**Extracted records**.

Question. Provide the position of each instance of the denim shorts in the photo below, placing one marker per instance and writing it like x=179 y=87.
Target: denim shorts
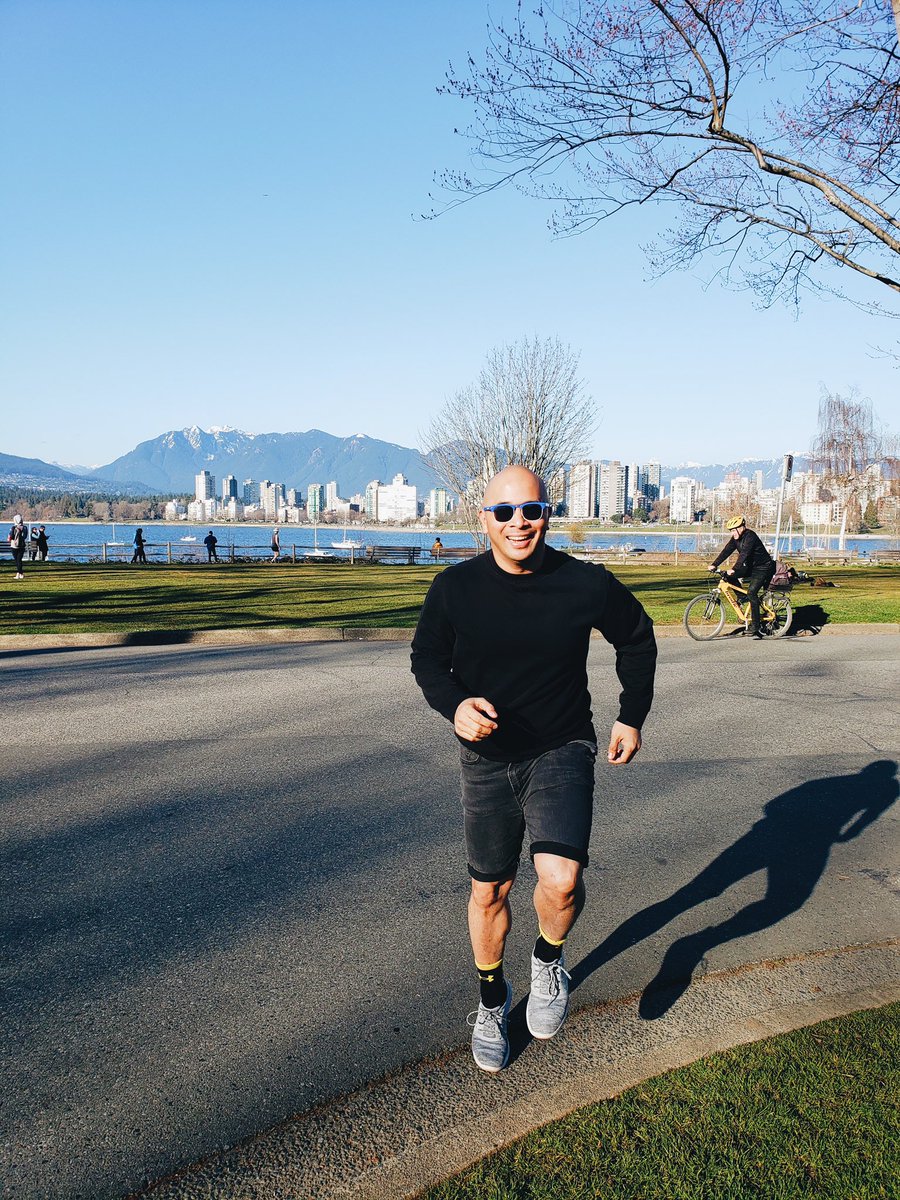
x=551 y=796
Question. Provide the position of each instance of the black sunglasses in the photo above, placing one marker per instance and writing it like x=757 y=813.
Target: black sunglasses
x=532 y=510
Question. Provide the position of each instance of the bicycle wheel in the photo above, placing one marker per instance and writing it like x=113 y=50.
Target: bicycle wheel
x=780 y=623
x=705 y=617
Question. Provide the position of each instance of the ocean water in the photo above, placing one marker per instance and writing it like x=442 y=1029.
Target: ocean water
x=184 y=543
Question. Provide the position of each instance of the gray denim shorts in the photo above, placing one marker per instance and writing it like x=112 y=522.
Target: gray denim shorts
x=551 y=796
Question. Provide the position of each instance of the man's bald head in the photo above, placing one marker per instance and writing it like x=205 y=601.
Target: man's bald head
x=515 y=484
x=516 y=540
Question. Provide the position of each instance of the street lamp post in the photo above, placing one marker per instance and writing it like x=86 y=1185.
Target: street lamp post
x=786 y=469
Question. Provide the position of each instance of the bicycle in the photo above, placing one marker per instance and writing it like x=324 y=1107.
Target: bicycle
x=706 y=615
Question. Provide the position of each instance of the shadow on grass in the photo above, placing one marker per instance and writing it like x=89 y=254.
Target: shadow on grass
x=791 y=843
x=808 y=618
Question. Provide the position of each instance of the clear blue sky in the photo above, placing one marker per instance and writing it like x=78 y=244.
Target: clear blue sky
x=209 y=216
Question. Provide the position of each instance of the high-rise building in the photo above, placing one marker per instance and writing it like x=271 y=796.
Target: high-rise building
x=271 y=499
x=581 y=502
x=654 y=481
x=683 y=498
x=612 y=491
x=371 y=503
x=557 y=490
x=204 y=486
x=315 y=501
x=397 y=501
x=438 y=503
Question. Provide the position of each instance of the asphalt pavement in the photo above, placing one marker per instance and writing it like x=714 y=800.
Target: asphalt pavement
x=234 y=898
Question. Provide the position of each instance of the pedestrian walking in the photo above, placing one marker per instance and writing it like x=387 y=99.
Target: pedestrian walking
x=17 y=539
x=501 y=651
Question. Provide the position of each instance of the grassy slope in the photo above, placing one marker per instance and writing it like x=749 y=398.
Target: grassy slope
x=63 y=598
x=815 y=1113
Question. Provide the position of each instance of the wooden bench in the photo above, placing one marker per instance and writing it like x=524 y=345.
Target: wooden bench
x=393 y=555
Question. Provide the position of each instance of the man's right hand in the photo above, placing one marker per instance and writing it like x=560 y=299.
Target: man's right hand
x=475 y=719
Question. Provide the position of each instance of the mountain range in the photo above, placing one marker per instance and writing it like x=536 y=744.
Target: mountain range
x=168 y=465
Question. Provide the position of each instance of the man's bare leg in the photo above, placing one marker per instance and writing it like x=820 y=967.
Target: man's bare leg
x=490 y=919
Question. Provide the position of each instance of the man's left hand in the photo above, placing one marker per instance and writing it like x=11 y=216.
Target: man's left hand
x=624 y=743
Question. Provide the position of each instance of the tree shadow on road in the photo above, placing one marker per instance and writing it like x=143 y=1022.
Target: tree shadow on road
x=791 y=843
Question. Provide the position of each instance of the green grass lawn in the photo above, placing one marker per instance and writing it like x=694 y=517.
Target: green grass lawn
x=59 y=598
x=815 y=1113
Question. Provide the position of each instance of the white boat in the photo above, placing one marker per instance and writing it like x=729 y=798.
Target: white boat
x=316 y=552
x=347 y=544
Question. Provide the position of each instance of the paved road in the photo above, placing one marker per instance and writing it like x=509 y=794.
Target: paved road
x=234 y=886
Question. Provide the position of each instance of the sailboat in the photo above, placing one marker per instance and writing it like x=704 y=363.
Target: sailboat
x=347 y=544
x=316 y=552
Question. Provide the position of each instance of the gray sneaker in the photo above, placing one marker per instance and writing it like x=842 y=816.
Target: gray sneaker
x=549 y=1000
x=490 y=1041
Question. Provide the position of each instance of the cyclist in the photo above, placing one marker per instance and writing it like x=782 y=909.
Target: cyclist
x=755 y=565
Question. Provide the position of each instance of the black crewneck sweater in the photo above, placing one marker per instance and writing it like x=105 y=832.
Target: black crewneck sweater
x=521 y=641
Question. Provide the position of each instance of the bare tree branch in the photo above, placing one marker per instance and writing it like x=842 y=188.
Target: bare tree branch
x=754 y=108
x=528 y=407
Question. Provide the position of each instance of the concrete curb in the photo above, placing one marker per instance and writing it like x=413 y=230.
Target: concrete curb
x=310 y=634
x=431 y=1120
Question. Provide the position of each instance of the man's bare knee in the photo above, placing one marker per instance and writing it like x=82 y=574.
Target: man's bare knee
x=490 y=897
x=558 y=876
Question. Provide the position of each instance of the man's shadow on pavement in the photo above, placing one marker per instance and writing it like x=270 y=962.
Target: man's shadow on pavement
x=791 y=843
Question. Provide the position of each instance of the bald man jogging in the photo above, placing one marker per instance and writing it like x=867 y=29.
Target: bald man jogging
x=501 y=651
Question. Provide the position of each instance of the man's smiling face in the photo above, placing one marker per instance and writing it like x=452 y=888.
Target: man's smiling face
x=517 y=544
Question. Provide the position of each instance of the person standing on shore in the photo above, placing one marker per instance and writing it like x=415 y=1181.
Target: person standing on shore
x=139 y=556
x=501 y=651
x=17 y=539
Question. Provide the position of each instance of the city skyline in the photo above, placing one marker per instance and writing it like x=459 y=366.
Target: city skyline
x=192 y=238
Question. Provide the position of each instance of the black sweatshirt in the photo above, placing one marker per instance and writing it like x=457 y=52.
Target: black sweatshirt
x=753 y=555
x=521 y=641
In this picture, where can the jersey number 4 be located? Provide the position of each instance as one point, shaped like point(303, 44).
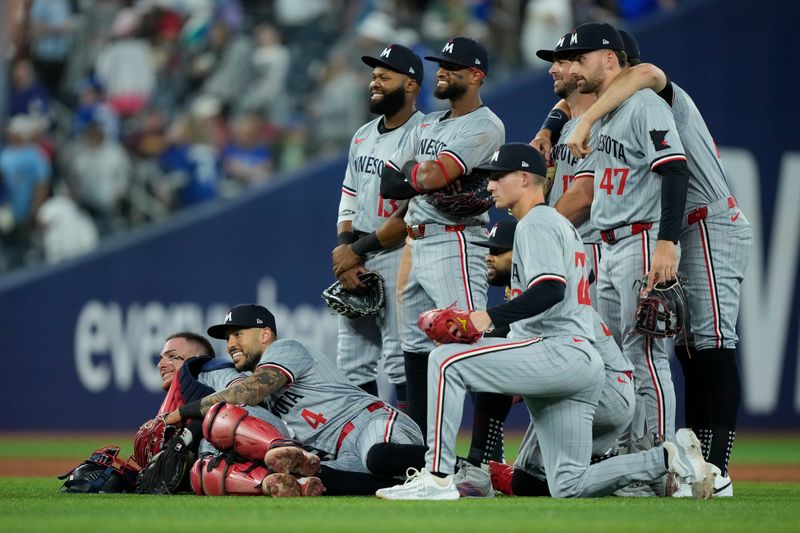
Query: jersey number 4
point(313, 419)
point(610, 175)
point(583, 284)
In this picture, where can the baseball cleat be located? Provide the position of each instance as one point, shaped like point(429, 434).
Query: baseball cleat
point(280, 485)
point(310, 486)
point(502, 474)
point(472, 481)
point(685, 460)
point(292, 459)
point(421, 485)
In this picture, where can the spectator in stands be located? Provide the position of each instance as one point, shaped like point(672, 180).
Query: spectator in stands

**What to produce**.
In your copy of the entries above, keep the text exact and leave out the pictures.

**Task answer**.
Question. Provide the position of each instance of the denim shorts in the photo below, placing one marker per instance and writing it like x=179 y=87.
Target: denim shorts
x=551 y=796
Question. Provide the position of each instance of the black sunglasses in the photo above, placing one marker per instance and writing it like x=757 y=813.
Target: black sunglasses
x=532 y=510
Question. Provide the position of each instance of the bicycle wheel in the photo above, placing one marker per instance and writing it like x=113 y=50.
Target: bicycle wheel
x=780 y=623
x=705 y=617
Question. Provide the position of each instance of the ocean water in the photo above, placing one marker per instance and writing it like x=442 y=1029.
Target: ocean water
x=184 y=543
Question. Provide the position of each instance of the gray denim shorts in the photo above, placing one marker per instance and writing it like x=112 y=522.
Target: gray denim shorts
x=551 y=796
Question. Provide the position of each instance of the man's bald head in the photo above, placing one marker per instance and writing it like x=205 y=601.
Target: man's bald head
x=515 y=484
x=516 y=540
Question. Provide the position of each instance of the street lamp post in the photo above, placing one marker per instance and writing it like x=86 y=1185.
Target: street lamp post
x=786 y=469
Question. Provide the position of each instance of the bicycle in the photo above, placing one marker per instance and writing it like x=324 y=1107.
Target: bicycle
x=706 y=615
Question. Provide the position of each instance of the shadow on grass in the photo above, placing one marker per instance and writing it like x=89 y=254.
Target: shadow on grass
x=791 y=843
x=808 y=618
Question. Provide the position of each instance of the clear blue sky in the photo above, placing one marker per instance and writing it like x=78 y=244.
Target: clear blue sky
x=209 y=216
Question. Provide the position of each instance of the high-rise building in the photo above, placing one marker per instance and writing it like x=271 y=796.
Target: high-rise building
x=271 y=499
x=581 y=502
x=654 y=481
x=683 y=498
x=612 y=491
x=371 y=503
x=557 y=490
x=204 y=486
x=315 y=501
x=397 y=501
x=438 y=503
Question. Provide the position of each instance of the asphalt pavement in the photo above, placing one marker per instance and writing it like x=714 y=800.
Target: asphalt pavement
x=234 y=898
Question. Provide the position of each instance of the pedestrian walking in the photo above, placing one marker per instance and writing it like x=387 y=99.
Target: pedestrian walking
x=17 y=539
x=501 y=651
Question. Provide the position of each instance of the grassy slope in the photo above, placing one marker per instance and writing it like x=749 y=398.
Target: grassy slope
x=63 y=598
x=815 y=1113
Question. Provide the position of each instance of the wooden bench in the photo above, placing one marker per instance and writing it like x=524 y=345.
Target: wooden bench
x=393 y=555
Question. Provide the position of each instance of the man's right hand in the photo above, placing one marker per instance and writing it like x=560 y=299.
Target: man's right hand
x=475 y=719
Question. Provide the position of each instance of the mountain range in the photo above, placing one marker per instance and writing it like x=536 y=744.
Target: mountain range
x=168 y=465
Question. Provide the position of each instance of the man's bare leg in the photo above, placing one marker per instance and writing it like x=820 y=967.
Target: man's bare leg
x=490 y=919
Question. Provide the position of each instance of the man's left hand in the photo above, placing one marker per instance and writing it like x=11 y=216.
Target: man's left hand
x=624 y=743
Question. Provide the position of each instance of the tree shadow on road in the photo above, placing one marker per instance and writing it like x=143 y=1022.
Target: tree shadow on road
x=791 y=843
Question. Provide the position of each instance of the green grass lawn in the photo above, placing one marker per instance and writing it like x=694 y=517.
Target: green grass lawn
x=59 y=598
x=815 y=1113
Question. Provide the position of each instance of the white boat in the photo above, placing one marker per instance and writing it like x=729 y=798.
Target: white boat
x=316 y=552
x=347 y=544
Question. Provide the position of each instance of the paved road in the photo above, placing one marker per instance and writing it like x=509 y=794.
Target: paved road
x=234 y=886
Question. Provide the position of each instance of the sailboat in the photo above, placing one marker per instance and writing it like x=704 y=363.
Target: sailboat
x=347 y=544
x=316 y=552
Question. Provide the position of each instance of the gray sneaker in the photo above, placing one marker per instance and writing it like x=842 y=816.
Target: gray sneaker
x=549 y=1000
x=490 y=1041
Question. Provide the position of each instance of the cyclist in the photo above, placing one marker per instance and writing it like x=782 y=909.
Target: cyclist
x=755 y=565
Question. Provide the position of each instance of the black crewneck sweater in the photo above, placing one marker per instance and writing it like x=105 y=832.
Target: black crewneck sweater
x=521 y=641
Question. Provide the position of each instance of the bare tree branch in the photo above, placing one marker per instance and writing it like x=842 y=188.
Target: bare tree branch
x=754 y=108
x=528 y=407
Question. Provide the position of each instance of the concrete curb in the photo above, placing one marker per instance and writing it like x=413 y=230.
Target: concrete curb
x=310 y=634
x=431 y=1120
Question. Provide the position of each instance of the man's bare knee in the photo above, placing one marker per instance and writing it like x=82 y=574.
Target: man's bare knee
x=490 y=897
x=558 y=876
Question. Provide the position of each instance of the man's shadow on pavement in the photo above, placing one marker per instance and writing it like x=270 y=962.
Target: man's shadow on pavement
x=791 y=843
Question. Provide the position of each instance of the bald man jogging in the photo above, placing one marker per instance and writing it like x=867 y=29.
Target: bald man jogging
x=501 y=651
Question. Provide the position of each instance of the man's smiling face in the photo above, placing one marker per instance and writing it like x=452 y=888.
Target: man's smiling face
x=517 y=544
Question. Provide the position of each instance of the person standing on shore in the photo above, placing one marker per instance and writing it like x=415 y=1181.
Target: person standing on shore
x=139 y=556
x=501 y=651
x=17 y=539
Question. Provide the position of each instance of the city skyline in the photo above, placing one marker per instance and writing it like x=459 y=366.
Target: city skyline
x=192 y=238
Question. Provide the position of each instance of the black sweatshirt in the photo above, placing one marker per instance and writing it like x=457 y=52.
Target: black sweatshirt
x=753 y=555
x=521 y=641
In this picture, where can the jersey number 4 be located? Provide the position of each instance as one point, shaped like point(303, 44).
Query: jersey number 4
point(313, 419)
point(610, 175)
point(583, 284)
In this picture, where can the baseball cleat be located? Provide the position of each instance as one point, shaped like point(429, 434).
Query: baseball cleat
point(280, 485)
point(310, 486)
point(502, 474)
point(472, 481)
point(685, 460)
point(292, 459)
point(421, 485)
In this picture, where can the spectator in stands be located? Provide the position of each instance as one point, shaped like point(672, 180).
Query: spectator in stands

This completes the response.